Goldman Tried To Be Nice, But Now They’ll Have To Bring Jeff Currie Into This…

Shit just got real.

So as regular readers know, Goldman is rapidly losing its patience with you on the whole crashing commodities thing.

Yes, tightening in China and a simultaneously crackdown on shadow banking is acting as a giant margin call and yes, the macro data is rolling over, but if you think that’s something Goldman is worried about when it comes to their Overweight commodities call you’re wrong.

And see they tried to warn you. They tried and they tried. Note after fucking note. Day after fucking day.

But did you listen? No, you didn’t. You kept selling the metals and you kept asking questions and so on Wednesday Goldman brought out the big guns.

You forced their hand so they had to bring Jeff Currie into this.


Because you asked for it…

Via Goldman

Commodities had a dismal week last week. From April 28 to May 5, the S&P GSCI total returns index fell 3%, with iron ore down 13%, crude oil down 6%, and copper down 3%. In sharp contrast, other risk assets performed well: S&P 500 gained 1% and US high-yield corporate spreads stayed roughly flat. Much of the commodities sell-off was driven by technical factors, including the liquidation of spread positions in the oil market and the LME inventory build in the copper market.

But the broad-based energy and metals underperformance also reflected resurfacing China fears. As MK Tang pointed out earlier, the Chinese government has adopted tightening policies. The annualized 7-day repo rate shot up to 5.5% on March 21 (Exhibit 1). Most recently, all four PMIs coming out of China last week disappointed (Exhibit 2), fueling worries about policy tightening negatively affecting real activity. Given the outsized footprint of China in the commodities market, commodity prices fell in response.
◆ ◆ ◆ ◆ ◆ ◆ ◆
◆ **WHAT THE EXERCISE ASKS**
Return the commentary on Goldman's commodities call above in full, reproducing every line without alteration.

◆ **DATASET EXCERPT**
◆ ◆ ◆ ◆ ◆ ◆ ◆
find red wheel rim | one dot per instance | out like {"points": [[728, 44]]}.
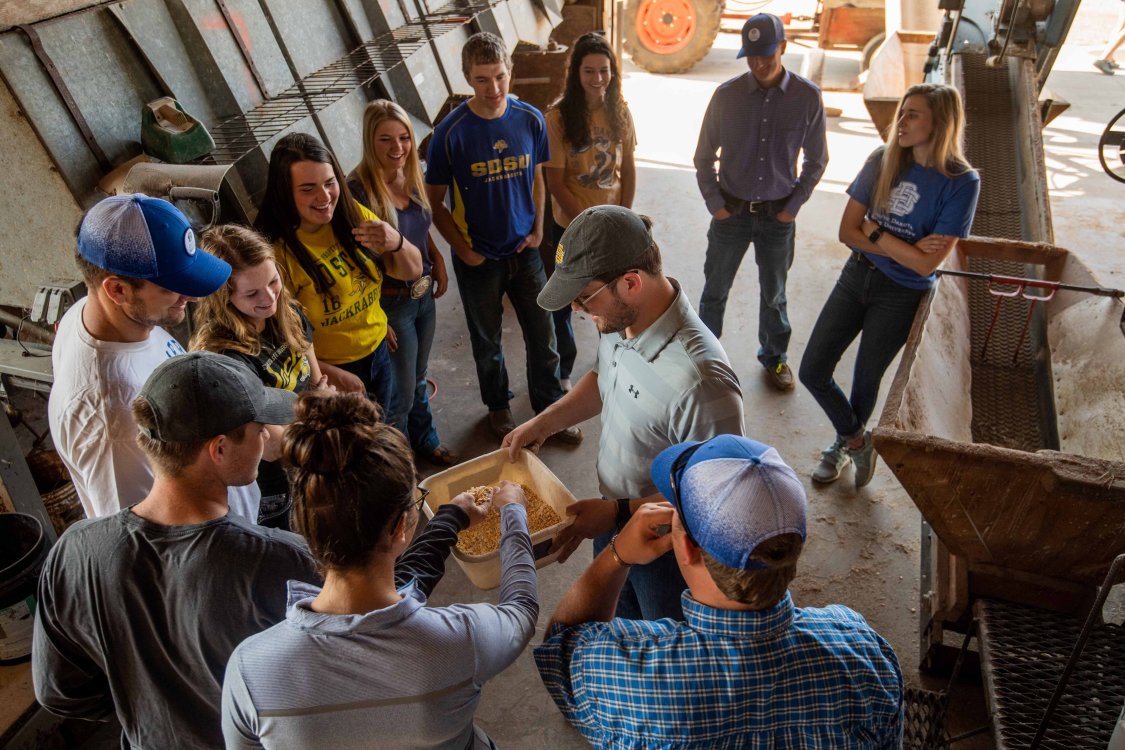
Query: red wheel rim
{"points": [[665, 26]]}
◆ ◆ ◆ ◆ ◆ ◆ ◆
◆ **FINISHED EXERCISE**
Goldman Tried To Be Nice, But Now They’ll Have To Bring Jeff Currie Into This…

Shit just got real.

So as regular readers know, Goldman is rapidly losing its patience with you on the whole crashing commodities thing.

Yes, tightening in China and a simultaneously crackdown on shadow banking is acting as a giant margin call and yes, the macro data is rolling over, but if you think that’s something Goldman is worried about when it comes to their Overweight commodities call you’re wrong.

And see they tried to warn you. They tried and they tried. Note after fucking note. Day after fucking day.

But did you listen? No, you didn’t. You kept selling the metals and you kept asking questions and so on Wednesday Goldman brought out the big guns.

You forced their hand so they had to bring Jeff Currie into this.


Because you asked for it…

Via Goldman

Commodities had a dismal week last week. From April 28 to May 5, the S&P GSCI total returns index fell 3%, with iron ore down 13%, crude oil down 6%, and copper down 3%. In sharp contrast, other risk assets performed well: S&P 500 gained 1% and US high-yield corporate spreads stayed roughly flat. Much of the commodities sell-off was driven by technical factors, including the liquidation of spread positions in the oil market and the LME inventory build in the copper market.

But the broad-based energy and metals underperformance also reflected resurfacing China fears. As MK Tang pointed out earlier, the Chinese government has adopted tightening policies. The annualized 7-day repo rate shot up to 5.5% on March 21 (Exhibit 1). Most recently, all four PMIs coming out of China last week disappointed (Exhibit 2), fueling worries about policy tightening negatively affecting real activity. Given the outsized footprint of China in the commodities market, commodity prices fell in response.